### Exercise description
Which lines in the records below contain the word "wooden"? Copy each one out.

Point-per-instance localization data:
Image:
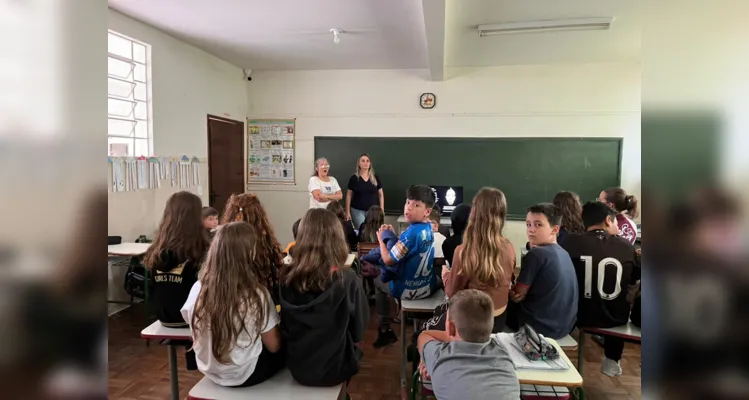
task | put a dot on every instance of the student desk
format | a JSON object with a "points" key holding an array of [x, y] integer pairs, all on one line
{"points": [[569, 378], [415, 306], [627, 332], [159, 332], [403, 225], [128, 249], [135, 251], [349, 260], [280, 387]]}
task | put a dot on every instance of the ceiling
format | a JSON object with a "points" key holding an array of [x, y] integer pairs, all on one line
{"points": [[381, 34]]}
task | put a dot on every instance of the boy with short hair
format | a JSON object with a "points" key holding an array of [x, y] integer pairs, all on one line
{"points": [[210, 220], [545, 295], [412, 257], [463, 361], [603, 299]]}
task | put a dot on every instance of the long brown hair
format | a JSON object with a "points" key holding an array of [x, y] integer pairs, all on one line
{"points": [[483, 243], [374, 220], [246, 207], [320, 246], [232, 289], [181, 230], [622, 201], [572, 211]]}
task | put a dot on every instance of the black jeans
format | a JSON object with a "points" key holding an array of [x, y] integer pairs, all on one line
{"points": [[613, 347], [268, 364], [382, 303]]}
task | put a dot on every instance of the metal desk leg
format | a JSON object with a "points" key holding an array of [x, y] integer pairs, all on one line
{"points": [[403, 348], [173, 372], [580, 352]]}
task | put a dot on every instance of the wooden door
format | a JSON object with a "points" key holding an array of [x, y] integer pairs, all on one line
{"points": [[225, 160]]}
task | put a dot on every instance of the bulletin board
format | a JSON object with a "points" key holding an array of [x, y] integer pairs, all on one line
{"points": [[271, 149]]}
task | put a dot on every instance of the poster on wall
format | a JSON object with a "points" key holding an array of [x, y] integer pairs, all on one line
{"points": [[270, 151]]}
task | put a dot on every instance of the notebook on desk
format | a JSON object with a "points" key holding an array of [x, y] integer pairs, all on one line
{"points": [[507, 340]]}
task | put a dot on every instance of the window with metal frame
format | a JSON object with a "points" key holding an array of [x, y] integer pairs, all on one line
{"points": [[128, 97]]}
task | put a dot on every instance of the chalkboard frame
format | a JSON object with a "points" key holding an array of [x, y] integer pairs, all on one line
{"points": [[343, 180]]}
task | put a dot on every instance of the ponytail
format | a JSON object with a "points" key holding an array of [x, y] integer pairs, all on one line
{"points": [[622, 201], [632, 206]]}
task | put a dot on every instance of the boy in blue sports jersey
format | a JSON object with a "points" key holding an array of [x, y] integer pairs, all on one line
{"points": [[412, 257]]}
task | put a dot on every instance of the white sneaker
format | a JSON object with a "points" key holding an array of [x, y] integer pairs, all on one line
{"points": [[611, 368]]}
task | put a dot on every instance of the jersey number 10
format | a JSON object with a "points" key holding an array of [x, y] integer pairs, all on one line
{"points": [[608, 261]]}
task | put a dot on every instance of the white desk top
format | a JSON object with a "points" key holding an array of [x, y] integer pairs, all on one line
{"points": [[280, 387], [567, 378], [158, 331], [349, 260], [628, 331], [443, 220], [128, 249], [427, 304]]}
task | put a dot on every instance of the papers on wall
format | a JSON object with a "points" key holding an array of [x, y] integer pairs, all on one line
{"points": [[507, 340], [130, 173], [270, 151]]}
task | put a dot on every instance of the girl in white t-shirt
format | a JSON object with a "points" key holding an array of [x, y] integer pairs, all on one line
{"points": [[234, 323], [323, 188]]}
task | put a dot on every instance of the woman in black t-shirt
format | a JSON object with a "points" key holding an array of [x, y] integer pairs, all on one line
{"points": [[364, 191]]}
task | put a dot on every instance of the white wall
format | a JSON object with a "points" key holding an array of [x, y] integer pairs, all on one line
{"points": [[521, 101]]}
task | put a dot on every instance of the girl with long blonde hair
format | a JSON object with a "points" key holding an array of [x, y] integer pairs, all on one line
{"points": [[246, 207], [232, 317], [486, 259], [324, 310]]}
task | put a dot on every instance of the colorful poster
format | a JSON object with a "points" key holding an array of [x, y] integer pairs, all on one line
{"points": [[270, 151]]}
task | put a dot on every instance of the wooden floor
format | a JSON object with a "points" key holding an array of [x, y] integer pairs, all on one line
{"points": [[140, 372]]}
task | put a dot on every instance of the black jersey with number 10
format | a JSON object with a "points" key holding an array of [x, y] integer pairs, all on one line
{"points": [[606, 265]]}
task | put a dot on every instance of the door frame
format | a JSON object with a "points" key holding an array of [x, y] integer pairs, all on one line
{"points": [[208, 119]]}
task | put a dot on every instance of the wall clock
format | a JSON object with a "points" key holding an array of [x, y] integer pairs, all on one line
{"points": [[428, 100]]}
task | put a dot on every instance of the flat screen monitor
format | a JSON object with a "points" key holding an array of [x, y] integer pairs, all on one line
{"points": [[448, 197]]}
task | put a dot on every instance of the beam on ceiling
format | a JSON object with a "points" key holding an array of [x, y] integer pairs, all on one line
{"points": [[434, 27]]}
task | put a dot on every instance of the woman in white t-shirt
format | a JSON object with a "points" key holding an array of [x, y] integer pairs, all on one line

### Your solution
task | put a dot on every instance of the wooden door
task | put a dot on every instance of the wooden floor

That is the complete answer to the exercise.